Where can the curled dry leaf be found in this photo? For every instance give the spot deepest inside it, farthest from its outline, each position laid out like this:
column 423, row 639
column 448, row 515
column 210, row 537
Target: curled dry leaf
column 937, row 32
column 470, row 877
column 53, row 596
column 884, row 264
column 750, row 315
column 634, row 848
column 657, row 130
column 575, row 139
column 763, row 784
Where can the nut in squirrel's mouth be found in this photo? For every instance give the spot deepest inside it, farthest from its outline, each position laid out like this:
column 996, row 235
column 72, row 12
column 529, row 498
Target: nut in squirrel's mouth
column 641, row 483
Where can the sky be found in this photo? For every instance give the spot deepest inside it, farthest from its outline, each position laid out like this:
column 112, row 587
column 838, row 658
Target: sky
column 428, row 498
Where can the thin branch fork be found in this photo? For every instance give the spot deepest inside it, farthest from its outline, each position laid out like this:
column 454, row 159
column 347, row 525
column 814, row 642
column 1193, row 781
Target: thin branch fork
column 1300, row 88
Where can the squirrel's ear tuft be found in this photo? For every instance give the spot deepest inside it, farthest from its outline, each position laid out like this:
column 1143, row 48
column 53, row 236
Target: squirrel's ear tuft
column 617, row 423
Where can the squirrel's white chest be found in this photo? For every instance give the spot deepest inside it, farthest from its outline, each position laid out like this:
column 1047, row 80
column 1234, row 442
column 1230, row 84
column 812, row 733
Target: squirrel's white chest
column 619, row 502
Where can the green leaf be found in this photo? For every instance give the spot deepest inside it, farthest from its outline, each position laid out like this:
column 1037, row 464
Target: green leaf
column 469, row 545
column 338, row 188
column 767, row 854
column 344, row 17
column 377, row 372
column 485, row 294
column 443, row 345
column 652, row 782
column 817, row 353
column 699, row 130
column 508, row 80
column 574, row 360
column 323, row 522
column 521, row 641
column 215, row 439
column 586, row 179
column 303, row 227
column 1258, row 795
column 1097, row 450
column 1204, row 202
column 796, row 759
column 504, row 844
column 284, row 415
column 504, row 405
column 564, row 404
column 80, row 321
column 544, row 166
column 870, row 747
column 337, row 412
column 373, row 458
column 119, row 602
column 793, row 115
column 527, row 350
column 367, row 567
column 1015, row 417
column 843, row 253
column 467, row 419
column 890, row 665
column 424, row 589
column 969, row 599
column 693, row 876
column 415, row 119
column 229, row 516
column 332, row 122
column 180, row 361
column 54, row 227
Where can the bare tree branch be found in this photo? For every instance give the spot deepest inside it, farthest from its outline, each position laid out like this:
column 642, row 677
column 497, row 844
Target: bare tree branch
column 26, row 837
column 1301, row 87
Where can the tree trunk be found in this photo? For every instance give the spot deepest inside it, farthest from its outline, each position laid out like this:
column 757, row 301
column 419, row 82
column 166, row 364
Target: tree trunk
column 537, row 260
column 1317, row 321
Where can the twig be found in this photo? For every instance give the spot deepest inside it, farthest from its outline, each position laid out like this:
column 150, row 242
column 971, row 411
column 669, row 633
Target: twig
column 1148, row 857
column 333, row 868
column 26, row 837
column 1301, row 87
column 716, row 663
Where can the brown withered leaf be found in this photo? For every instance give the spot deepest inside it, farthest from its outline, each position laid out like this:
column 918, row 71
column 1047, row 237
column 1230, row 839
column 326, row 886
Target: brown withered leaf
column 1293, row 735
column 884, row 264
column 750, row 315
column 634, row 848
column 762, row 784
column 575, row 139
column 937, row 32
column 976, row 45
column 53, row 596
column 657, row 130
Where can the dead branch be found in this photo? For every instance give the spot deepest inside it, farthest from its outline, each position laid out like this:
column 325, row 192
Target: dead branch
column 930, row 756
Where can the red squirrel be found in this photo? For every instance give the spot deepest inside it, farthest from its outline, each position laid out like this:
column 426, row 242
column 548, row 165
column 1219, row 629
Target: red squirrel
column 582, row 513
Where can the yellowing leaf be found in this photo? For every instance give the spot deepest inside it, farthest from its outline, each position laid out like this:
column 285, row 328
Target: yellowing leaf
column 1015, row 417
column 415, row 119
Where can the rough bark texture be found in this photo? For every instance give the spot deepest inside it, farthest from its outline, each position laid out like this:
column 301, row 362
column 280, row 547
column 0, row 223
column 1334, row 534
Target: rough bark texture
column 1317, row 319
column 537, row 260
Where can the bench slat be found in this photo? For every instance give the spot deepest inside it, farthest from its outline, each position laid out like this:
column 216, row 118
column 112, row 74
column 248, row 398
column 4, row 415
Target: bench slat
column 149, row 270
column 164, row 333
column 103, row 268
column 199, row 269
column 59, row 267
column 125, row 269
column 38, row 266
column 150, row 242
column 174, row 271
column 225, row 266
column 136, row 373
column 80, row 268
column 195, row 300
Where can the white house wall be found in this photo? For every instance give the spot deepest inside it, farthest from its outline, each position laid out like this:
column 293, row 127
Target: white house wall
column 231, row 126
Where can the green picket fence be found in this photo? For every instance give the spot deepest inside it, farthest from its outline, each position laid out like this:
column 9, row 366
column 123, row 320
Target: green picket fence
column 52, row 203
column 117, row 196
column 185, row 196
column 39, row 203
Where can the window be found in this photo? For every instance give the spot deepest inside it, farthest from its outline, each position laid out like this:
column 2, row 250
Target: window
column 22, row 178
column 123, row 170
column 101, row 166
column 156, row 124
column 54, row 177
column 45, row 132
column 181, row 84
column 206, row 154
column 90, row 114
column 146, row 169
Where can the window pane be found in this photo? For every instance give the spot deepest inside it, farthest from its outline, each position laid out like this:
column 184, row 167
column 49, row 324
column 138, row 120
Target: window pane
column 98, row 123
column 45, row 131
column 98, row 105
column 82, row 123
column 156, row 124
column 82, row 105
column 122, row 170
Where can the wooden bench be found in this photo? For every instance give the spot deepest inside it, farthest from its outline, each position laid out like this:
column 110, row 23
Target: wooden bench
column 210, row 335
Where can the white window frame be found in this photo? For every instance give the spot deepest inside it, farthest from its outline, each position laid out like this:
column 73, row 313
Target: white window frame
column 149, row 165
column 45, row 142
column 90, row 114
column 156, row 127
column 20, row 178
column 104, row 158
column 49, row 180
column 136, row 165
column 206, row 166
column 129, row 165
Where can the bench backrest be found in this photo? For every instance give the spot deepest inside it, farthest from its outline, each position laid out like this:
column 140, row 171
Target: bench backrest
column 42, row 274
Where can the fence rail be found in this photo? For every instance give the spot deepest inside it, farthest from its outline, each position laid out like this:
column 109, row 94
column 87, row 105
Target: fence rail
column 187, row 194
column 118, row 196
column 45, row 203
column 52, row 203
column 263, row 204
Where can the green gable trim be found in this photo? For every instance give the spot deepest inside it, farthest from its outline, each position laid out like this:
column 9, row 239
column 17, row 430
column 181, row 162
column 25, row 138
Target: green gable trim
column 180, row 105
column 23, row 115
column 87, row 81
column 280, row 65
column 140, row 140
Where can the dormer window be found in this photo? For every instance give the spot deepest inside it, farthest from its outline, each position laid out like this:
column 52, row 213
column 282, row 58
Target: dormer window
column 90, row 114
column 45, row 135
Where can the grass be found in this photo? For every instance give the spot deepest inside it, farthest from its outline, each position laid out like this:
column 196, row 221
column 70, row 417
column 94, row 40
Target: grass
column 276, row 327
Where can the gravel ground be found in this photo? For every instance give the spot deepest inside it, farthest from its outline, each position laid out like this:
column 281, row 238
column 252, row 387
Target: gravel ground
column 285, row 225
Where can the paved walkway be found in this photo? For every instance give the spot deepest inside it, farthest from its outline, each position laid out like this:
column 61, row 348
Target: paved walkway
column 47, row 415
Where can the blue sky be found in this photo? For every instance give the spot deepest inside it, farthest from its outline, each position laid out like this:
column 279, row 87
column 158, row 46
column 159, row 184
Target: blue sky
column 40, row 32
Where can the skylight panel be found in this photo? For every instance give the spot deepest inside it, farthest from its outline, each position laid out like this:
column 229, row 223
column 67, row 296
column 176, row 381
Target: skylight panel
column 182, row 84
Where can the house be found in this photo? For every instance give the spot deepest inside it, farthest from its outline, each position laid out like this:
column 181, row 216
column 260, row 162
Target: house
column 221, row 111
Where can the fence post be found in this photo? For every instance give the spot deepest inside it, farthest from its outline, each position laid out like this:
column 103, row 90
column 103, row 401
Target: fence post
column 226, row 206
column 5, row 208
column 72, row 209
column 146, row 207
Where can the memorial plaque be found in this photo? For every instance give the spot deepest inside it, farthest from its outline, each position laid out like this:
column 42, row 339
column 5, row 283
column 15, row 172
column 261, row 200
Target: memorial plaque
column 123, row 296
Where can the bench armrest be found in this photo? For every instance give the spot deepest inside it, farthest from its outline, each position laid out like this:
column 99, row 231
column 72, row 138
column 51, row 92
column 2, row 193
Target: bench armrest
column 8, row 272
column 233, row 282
--
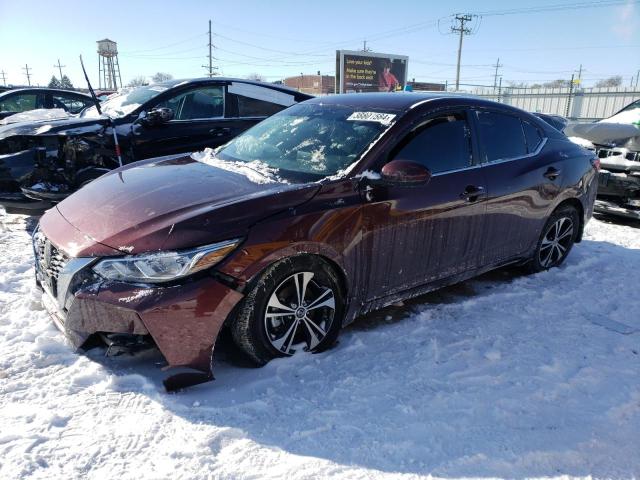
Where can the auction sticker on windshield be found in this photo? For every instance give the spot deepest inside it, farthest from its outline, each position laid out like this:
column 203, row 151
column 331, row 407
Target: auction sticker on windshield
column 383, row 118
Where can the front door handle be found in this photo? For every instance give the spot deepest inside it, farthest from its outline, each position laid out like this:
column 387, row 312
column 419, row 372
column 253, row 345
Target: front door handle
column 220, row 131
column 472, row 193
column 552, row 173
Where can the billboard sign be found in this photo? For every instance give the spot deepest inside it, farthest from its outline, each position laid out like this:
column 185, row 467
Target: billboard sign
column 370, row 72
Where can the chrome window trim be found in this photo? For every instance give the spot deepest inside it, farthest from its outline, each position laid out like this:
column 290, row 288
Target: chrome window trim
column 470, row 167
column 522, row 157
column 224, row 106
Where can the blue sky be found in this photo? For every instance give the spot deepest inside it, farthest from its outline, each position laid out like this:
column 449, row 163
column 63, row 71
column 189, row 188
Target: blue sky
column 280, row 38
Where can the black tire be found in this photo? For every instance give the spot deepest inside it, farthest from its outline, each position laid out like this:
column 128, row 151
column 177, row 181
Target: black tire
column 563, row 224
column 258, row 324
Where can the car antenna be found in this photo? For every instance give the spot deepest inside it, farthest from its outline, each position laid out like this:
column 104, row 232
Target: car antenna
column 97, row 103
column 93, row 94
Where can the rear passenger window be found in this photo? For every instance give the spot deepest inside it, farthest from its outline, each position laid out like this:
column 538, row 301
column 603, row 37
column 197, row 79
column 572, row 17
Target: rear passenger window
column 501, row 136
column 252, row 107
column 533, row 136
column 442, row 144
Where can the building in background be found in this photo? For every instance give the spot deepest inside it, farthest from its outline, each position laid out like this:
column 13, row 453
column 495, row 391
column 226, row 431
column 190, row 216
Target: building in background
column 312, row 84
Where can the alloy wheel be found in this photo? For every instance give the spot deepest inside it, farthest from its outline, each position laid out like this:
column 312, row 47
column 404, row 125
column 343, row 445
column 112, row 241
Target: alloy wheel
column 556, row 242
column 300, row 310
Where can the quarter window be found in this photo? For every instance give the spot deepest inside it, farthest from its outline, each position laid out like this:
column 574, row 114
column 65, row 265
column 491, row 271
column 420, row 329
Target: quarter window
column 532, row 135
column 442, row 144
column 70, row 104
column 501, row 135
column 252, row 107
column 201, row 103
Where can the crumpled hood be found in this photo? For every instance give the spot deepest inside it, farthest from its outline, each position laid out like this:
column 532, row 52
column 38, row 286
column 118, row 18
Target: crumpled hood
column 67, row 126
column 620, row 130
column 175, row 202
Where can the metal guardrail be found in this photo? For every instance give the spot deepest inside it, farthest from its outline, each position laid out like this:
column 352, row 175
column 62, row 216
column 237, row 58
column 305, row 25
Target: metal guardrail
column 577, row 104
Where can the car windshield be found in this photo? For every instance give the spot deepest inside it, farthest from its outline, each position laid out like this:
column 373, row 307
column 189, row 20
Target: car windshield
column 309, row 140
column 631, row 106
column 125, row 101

### Task to complete
Copy out, word for word, the part of the entries above that begins at the line with "Where can the dormer" and ends at the line with "column 176, row 381", including both.

### Your solution
Where can the dormer window be found in this photo? For every instance give the spot deepest inside it, farthest from its outline, each position laid out like this:
column 52, row 213
column 282, row 58
Target: dormer window
column 90, row 114
column 45, row 135
Where can the grass be found in this photo? For every instance give the spot deepest inside it, farthest from its outline, each position laid out like this:
column 196, row 221
column 70, row 417
column 94, row 40
Target: grass
column 276, row 327
Where can the gravel ground be found in this photo? For every instance give the spot deepest inside it, farthest from its outline, each position laid out like this:
column 281, row 238
column 252, row 387
Target: gravel ground
column 285, row 225
Where can the paved walkway be found in this photo? For every instance give the spot deepest inside it, farthest from its outline, each position laid out like this:
column 61, row 348
Target: paved walkway
column 47, row 415
Where can the blue sky be found in this photo? For every instance give the spot deepest inside it, farthest from its outline, each position laid out like this:
column 279, row 87
column 158, row 46
column 159, row 184
Target: blue sky
column 40, row 32
Where can the skylight panel be found in this photo? For every instance give the spot deepest inside it, farthest from its outline, each position laid out like this:
column 229, row 223
column 67, row 296
column 176, row 381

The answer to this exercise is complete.